§ Provided information:
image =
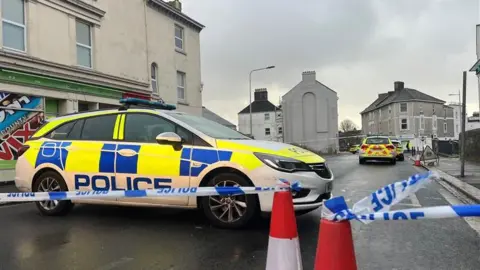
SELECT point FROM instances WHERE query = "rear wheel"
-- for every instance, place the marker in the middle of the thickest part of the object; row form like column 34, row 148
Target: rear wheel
column 52, row 181
column 230, row 212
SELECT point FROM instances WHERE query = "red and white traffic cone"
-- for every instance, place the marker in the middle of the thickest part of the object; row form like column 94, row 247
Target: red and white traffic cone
column 335, row 250
column 283, row 246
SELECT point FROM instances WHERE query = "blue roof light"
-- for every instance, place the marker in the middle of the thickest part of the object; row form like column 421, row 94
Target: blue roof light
column 147, row 103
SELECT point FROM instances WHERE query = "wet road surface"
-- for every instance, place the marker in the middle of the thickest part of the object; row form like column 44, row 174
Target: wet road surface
column 105, row 237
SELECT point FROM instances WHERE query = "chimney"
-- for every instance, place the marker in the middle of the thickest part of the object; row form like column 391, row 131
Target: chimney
column 176, row 4
column 309, row 76
column 397, row 86
column 260, row 94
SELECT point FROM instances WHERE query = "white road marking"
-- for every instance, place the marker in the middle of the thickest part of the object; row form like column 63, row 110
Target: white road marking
column 414, row 200
column 116, row 263
column 473, row 222
column 454, row 197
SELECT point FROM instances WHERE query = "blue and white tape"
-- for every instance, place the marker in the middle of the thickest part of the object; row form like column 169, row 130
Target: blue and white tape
column 379, row 201
column 163, row 192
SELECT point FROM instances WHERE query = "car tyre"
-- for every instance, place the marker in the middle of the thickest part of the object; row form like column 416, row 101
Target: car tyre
column 52, row 181
column 230, row 212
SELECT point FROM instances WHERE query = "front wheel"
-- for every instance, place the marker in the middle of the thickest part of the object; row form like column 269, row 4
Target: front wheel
column 231, row 212
column 52, row 181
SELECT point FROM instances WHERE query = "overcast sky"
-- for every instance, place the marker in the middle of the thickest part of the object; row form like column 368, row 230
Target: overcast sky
column 358, row 48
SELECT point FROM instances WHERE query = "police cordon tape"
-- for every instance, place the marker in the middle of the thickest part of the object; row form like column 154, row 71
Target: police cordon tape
column 283, row 185
column 377, row 205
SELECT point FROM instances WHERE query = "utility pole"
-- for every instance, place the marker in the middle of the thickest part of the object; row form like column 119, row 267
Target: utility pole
column 462, row 153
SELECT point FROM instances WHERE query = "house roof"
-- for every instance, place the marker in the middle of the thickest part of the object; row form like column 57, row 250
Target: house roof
column 215, row 117
column 260, row 106
column 176, row 14
column 405, row 94
column 316, row 82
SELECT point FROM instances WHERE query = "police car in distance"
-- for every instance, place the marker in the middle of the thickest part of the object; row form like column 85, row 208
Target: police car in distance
column 149, row 145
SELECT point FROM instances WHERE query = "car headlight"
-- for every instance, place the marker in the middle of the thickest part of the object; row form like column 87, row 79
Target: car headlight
column 284, row 164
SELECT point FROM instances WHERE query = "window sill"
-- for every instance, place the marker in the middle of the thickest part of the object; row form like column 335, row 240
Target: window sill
column 83, row 67
column 6, row 49
column 181, row 51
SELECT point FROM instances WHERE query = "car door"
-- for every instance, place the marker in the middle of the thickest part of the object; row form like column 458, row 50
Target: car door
column 142, row 163
column 91, row 154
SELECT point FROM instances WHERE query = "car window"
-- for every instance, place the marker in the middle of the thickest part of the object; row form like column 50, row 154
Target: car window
column 61, row 132
column 76, row 132
column 99, row 128
column 377, row 141
column 145, row 127
column 208, row 127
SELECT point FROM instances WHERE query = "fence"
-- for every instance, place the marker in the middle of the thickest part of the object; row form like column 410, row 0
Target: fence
column 20, row 116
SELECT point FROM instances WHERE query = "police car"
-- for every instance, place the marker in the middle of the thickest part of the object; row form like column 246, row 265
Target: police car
column 149, row 145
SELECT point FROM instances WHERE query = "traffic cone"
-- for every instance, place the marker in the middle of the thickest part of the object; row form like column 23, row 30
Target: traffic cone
column 283, row 246
column 417, row 161
column 335, row 250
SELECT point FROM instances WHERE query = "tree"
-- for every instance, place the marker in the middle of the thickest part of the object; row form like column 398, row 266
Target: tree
column 347, row 125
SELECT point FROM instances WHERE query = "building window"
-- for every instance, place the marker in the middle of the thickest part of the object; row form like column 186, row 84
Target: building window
column 181, row 85
column 13, row 24
column 179, row 34
column 404, row 124
column 84, row 44
column 154, row 76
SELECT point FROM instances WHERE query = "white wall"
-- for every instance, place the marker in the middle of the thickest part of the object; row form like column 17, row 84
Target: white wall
column 126, row 40
column 310, row 112
column 259, row 124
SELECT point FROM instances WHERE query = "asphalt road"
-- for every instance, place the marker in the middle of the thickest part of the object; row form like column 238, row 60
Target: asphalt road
column 103, row 237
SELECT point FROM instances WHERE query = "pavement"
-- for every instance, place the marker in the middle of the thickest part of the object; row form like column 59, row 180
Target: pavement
column 451, row 166
column 105, row 237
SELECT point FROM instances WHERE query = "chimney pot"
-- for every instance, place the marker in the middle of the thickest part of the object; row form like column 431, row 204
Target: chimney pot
column 398, row 85
column 260, row 94
column 309, row 76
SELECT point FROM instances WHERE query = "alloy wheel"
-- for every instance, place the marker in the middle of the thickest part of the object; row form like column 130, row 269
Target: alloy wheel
column 46, row 185
column 228, row 208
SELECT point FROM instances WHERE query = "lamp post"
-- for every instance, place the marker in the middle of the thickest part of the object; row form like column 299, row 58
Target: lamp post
column 250, row 93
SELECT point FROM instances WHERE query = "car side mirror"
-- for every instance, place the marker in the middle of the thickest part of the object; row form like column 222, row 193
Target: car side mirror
column 168, row 138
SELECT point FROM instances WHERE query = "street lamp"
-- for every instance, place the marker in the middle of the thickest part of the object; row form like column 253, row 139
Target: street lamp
column 250, row 93
column 459, row 102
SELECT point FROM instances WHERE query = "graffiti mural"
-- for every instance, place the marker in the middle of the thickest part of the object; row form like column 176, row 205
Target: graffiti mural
column 20, row 117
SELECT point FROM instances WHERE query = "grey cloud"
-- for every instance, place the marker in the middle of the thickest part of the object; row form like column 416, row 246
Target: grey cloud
column 357, row 47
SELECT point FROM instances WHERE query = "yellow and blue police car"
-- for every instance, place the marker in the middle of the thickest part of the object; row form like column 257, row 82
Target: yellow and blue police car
column 149, row 145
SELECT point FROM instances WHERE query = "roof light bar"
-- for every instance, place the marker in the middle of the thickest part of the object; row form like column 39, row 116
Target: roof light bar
column 147, row 103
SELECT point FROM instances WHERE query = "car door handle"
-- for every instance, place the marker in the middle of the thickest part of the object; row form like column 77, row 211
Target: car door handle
column 127, row 152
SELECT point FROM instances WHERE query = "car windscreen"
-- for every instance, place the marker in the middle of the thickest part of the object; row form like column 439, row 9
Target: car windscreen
column 377, row 141
column 208, row 127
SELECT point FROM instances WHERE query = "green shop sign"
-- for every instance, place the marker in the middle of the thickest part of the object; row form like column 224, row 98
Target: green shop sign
column 15, row 77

§ Problem details: Give the material again exactly as it is, but keep the pictures out.

§ Exercise result:
image =
SELECT point FROM instances WHERE query = "rear wheel"
-- for every instance, place the marker in the middle of the thickest part of the object; row form like column 34, row 148
Target: rear wheel
column 52, row 181
column 230, row 212
SELECT point FROM instances WHERE query = "red and white traffic cone"
-- for every instance, place the marker in the middle of the thickest part of the object; row form like column 94, row 247
Target: red and white traffic cone
column 335, row 250
column 283, row 246
SELECT point FROM instances WHERE query = "blue roof light"
-- for every instance, place the marker in the middle of the thickest part of the object; row form like column 421, row 94
Target: blue roof light
column 147, row 103
SELECT point FROM instances WHERE query = "wet road surface"
-- for every instance, place the marker in the middle of the thickest part of the object; row form like column 44, row 174
Target: wet road surface
column 105, row 237
SELECT point FROM instances WHERE query = "chimney"
-- for every instance, place the marker in the middle of the thickest part of the object; row form like column 391, row 131
Target: chimney
column 176, row 4
column 309, row 76
column 397, row 86
column 260, row 94
SELECT point FROM instances WHERE query = "white road marking"
-- for every instance, place the marker in the middle of the thickest part of the object; row form like column 63, row 110
Target: white road marking
column 414, row 200
column 116, row 263
column 473, row 222
column 454, row 197
SELECT point FROM instances WHERE query = "blue and white tape"
-- for every instance, place the marker in the middle of the thickest part of the object; row form like column 169, row 130
Target: blue and white tape
column 379, row 201
column 163, row 192
SELECT point FROM instances WHERE query = "car tyre"
-- for every instance, place the marker in the middle of the thickest part of the object; row form like column 416, row 101
Target: car tyre
column 52, row 181
column 230, row 212
SELECT point FROM instances WHERE query = "front wheel"
-- for every instance, place the marker in the middle of the thickest part of the object; row form like column 269, row 4
Target: front wheel
column 231, row 212
column 52, row 181
SELECT point FROM instances WHERE query = "overcast sky"
-- for every instance, place the marker in the middle of the thickest part of the object; row form like column 368, row 230
Target: overcast sky
column 358, row 48
SELECT point FROM instances WHERE query = "police cordon tape"
-- for every instance, place the marker in the middle of the thickest part of the object; row form like column 154, row 71
Target: police cordon tape
column 283, row 185
column 377, row 205
SELECT point FROM instances WHERE query = "utility pole"
-- for every instance, place the marker in the middle of the thickest part of the object; row form like column 119, row 267
Target: utility pole
column 462, row 153
SELECT point FROM instances WHERE query = "house roof"
-- for every instance, place the marker in the middle of the thickest part of the object; row form like column 57, row 250
Target: house roof
column 215, row 117
column 260, row 106
column 176, row 14
column 405, row 94
column 316, row 82
SELECT point FROM instances WHERE query = "police car in distance"
-- for every instance, place the marker in the middle of the thickest part of the object; row form like column 85, row 208
Target: police car in distance
column 149, row 145
SELECT point FROM instances WHERE query = "car headlight"
-- for every instance, place the marker in the middle of the thickest part of the object; row form like column 87, row 79
Target: car headlight
column 284, row 164
SELECT point FROM instances WHERE query = "window sill"
-- for every instance, place the marker in the middle of the thickest part of the object; row form like column 335, row 240
Target: window sill
column 83, row 67
column 6, row 49
column 181, row 51
SELECT point FROM instances WHERE query = "car door"
-- for every instance, place the marker in the middle of the thickest part of the object; row form like column 458, row 50
Target: car door
column 142, row 163
column 91, row 154
SELECT point FROM instances WHERE query = "car window"
-- for every instance, place the marker in the middle of the thickest part of the object; row form like column 50, row 154
Target: car window
column 61, row 132
column 76, row 132
column 99, row 128
column 377, row 141
column 145, row 127
column 208, row 127
SELECT point FROM instances WHERE query = "fence"
-- for every instance, place the marker in the middle of the thickest part of the object; row form like column 410, row 0
Target: fence
column 20, row 116
SELECT point FROM instances WHERE query = "police car"
-- for every instance, place the marker in the middle of the thickest part of the object; row form like column 246, row 265
Target: police car
column 149, row 145
SELECT point FROM instances WHERE query = "traffic cone"
-- for every instance, place the marker in the middle of the thickest part of the object; row form like column 23, row 30
Target: traffic cone
column 283, row 246
column 417, row 161
column 335, row 250
SELECT point FROM instances WHERE query = "tree"
-- for every instance, place the marker in the middle of the thickest part of the object; row form like column 398, row 266
Target: tree
column 347, row 125
SELECT point FROM instances WHERE query = "building window"
-- for every instance, place the marker in the middle of the thickest part of the object; row form like column 186, row 84
Target: building window
column 181, row 85
column 13, row 24
column 179, row 34
column 404, row 124
column 84, row 44
column 154, row 76
SELECT point FROM instances WHERE query = "white wall"
-- for every instance, place the marker in the middle of the thickest part of the object; row form like column 17, row 84
Target: white wall
column 126, row 40
column 310, row 112
column 259, row 124
SELECT point FROM instances WHERE query = "asphalt road"
-- for every instance, place the marker in the middle of the thickest part of the object; row form like column 238, row 60
Target: asphalt road
column 103, row 237
SELECT point FROM instances WHERE query = "pavement"
-- for every instance, place the marker in the middle of the thickest part of the object; row form like column 59, row 180
Target: pavement
column 451, row 166
column 105, row 237
SELECT point FROM instances WHERE query = "chimney pot"
-- for every instance, place the marker in the middle of the thickest part of the object; row form like column 431, row 204
Target: chimney pot
column 398, row 85
column 260, row 94
column 309, row 76
SELECT point FROM instances WHERE query = "alloy wheel"
-- for every instance, place the marker in the middle of the thickest part of the object; row form like column 130, row 269
Target: alloy wheel
column 46, row 185
column 228, row 208
SELECT point FROM instances WHERE query = "lamp post"
-- for every instance, place the marker in the middle of the thickest part of the object; row form like column 299, row 58
Target: lamp post
column 250, row 93
SELECT point FROM instances WHERE query = "car side mirror"
-- for every instance, place the marker in the middle of the thickest part of the object; row form like column 222, row 193
Target: car side mirror
column 168, row 138
SELECT point FROM instances WHERE query = "street lamp"
-- for every instance, place the marker in the middle of the thickest part of the object; row form like column 253, row 139
Target: street lamp
column 250, row 93
column 459, row 102
SELECT point FROM instances WHERE query = "graffiti mural"
-- for every instance, place the marker in the middle of the thickest part of the object; row form like column 176, row 205
Target: graffiti mural
column 20, row 117
SELECT point FROM instances WHERE query = "grey cloud"
-- for every instance, place the marker in the middle of the thickest part of the object; row form like column 416, row 246
Target: grey cloud
column 357, row 47
SELECT point FROM instances WHERE query = "yellow and blue police car"
-- for every instance, place the marker in the middle of the thickest part of the object; row form like column 257, row 82
Target: yellow and blue police car
column 149, row 145
SELECT point FROM instances WHERE query = "roof light bar"
-- for every instance, place the marker in the middle of the thickest part of the object; row form like column 39, row 116
Target: roof light bar
column 147, row 103
SELECT point FROM instances WHERE query = "car door handle"
-- for every instance, place the marker in the middle of the thickest part of the object; row form like column 77, row 211
Target: car door handle
column 127, row 152
SELECT point FROM instances WHERE query = "car windscreen"
-- for every instance, place the marker in the middle of the thickest part of the object; row form like column 439, row 9
Target: car windscreen
column 377, row 141
column 208, row 127
SELECT point FROM instances WHERE query = "green shop sign"
-- for every instance, place the marker in the middle of the thickest part of the object; row form like column 224, row 98
Target: green shop sign
column 15, row 77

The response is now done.